> **Exercise tasks**:
(1) List each distinct word or phrase that the article on design hierarchy places inside quotation marks.
(2) In the article on design hierarchy, transcribe the part that opens with the words containing "This is why" and closes with "the hero shines.".

> **Page text**:
Hierarchy is most easily defined as "any system of persons or things ranked one above another." It was originally used as a word to describe literal rank in government or similar organizations. For example, the King was on top, and everyone else was on the bottom, but in varying degrees of status. In design, hierarchy is very important to understand and use because we, as people, rely upon it to inform ourselves.

In our modern world, there is a ton of information coming at us all at once. Everybody wants to tell us their story or give us a message, and our overwhelmed human minds have adapted to filter out useless crap and retain the stuff that is easy and seemingly more important. So in essence, humanity has its own information air filter that tosses all the "similar" stuff into one pile (marked "ignore") and places the other "bold" stuff in another pile (marked "read this").

As designers, it is our job to understand this tendancy of modern man and work to accomodate it. This is where information hierarchy comes into play. In all designs, there is an item that is most relevant and an item that is least relevant. There is also everything in-between. If all items on a page are created with equal hierarchy, than none of them are noticed. They all look the same, and there is nothing telling the viewer "hey, look here first." Things become a clutter of information, become confusing, and ultimately the viewer feels frustrated and loses attention.

This is why we need hierarchy. We need an item that says "look at me first" and other items that allow that hero item to stand out. They allow it to stand out by assuming the role of being less important; they take one for the team and stand back while the hero shines.

Even if you have 8 items and somebody tells you "there can't be hierarchy because they're all equally important," make one of them bigger anyway. Give one of them more attention. Use it as an introductory item, at the very least in order to start the story of your design. Just use hierarchy. Study it. Master it. Use it to its fullest potential. It's not a difficult concept, but so many people don't understand it or forget to make use of it. If you ignore hierarchy, your design work will fall into that pile of sameness that is marked "ignore."

> **Supplied material**:
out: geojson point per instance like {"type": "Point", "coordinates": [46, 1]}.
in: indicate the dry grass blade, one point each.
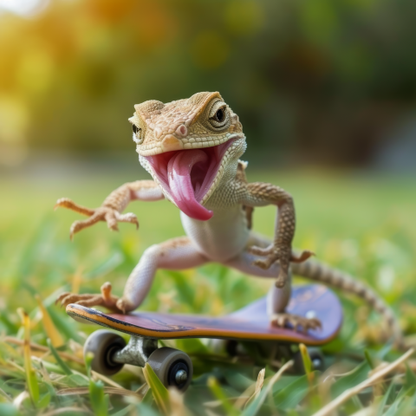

> **Answer list**:
(1)
1. any system of persons or things ranked one above another
2. similar
3. ignore
4. bold
5. read this
6. hey, look here first
7. look at me first
8. there can't be hierarchy because they're all equally important

(2)
This is why we need hierarchy. We need an item that says "look at me first" and other items that allow that hero item to stand out. They allow it to stand out by assuming the role of being less important; they take one for the team and stand back while the hero shines.